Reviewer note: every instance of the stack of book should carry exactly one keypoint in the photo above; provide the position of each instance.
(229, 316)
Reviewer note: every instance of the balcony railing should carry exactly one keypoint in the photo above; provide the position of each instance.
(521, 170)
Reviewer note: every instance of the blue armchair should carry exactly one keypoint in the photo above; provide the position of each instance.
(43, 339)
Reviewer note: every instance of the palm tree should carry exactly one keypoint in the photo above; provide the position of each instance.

--

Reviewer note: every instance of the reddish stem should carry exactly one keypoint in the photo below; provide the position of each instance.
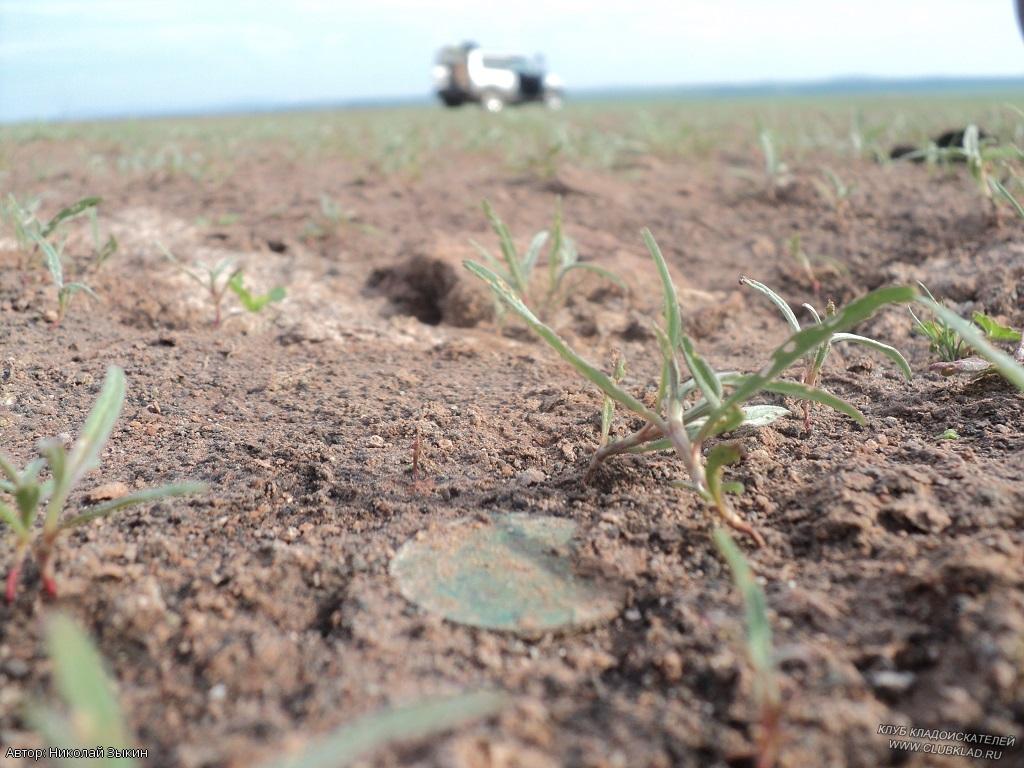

...

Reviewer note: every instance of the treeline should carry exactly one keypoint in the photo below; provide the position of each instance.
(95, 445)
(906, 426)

* Exercise
From the records above, extract every line that contains the word "instance" and reproduce those lines in their original order.

* Exercise response
Reviewer note: every instance of the stack of book should carry exactly one keypoint in the photo above; provide the position of each instance.
Reviewer note: every instance of the balcony railing should carry exactly one keypoint in the photo above; provide the position of each instance.
Reviewer note: every instance of the blue armchair should carry exactly one keypoint in the photo above; provide the position of each instance.
Reviewer note: every instance of the palm tree should carry exactly one keypoint in the photo above; provide the position of each instance.
Reviewer note: every instance of the reddish stem should carry exactly one keypoint in the photo below; provide the position of each instance.
Reviewer note: every instance of the treeline should carry exactly one keypoint in the photo below; provide the position of each instance.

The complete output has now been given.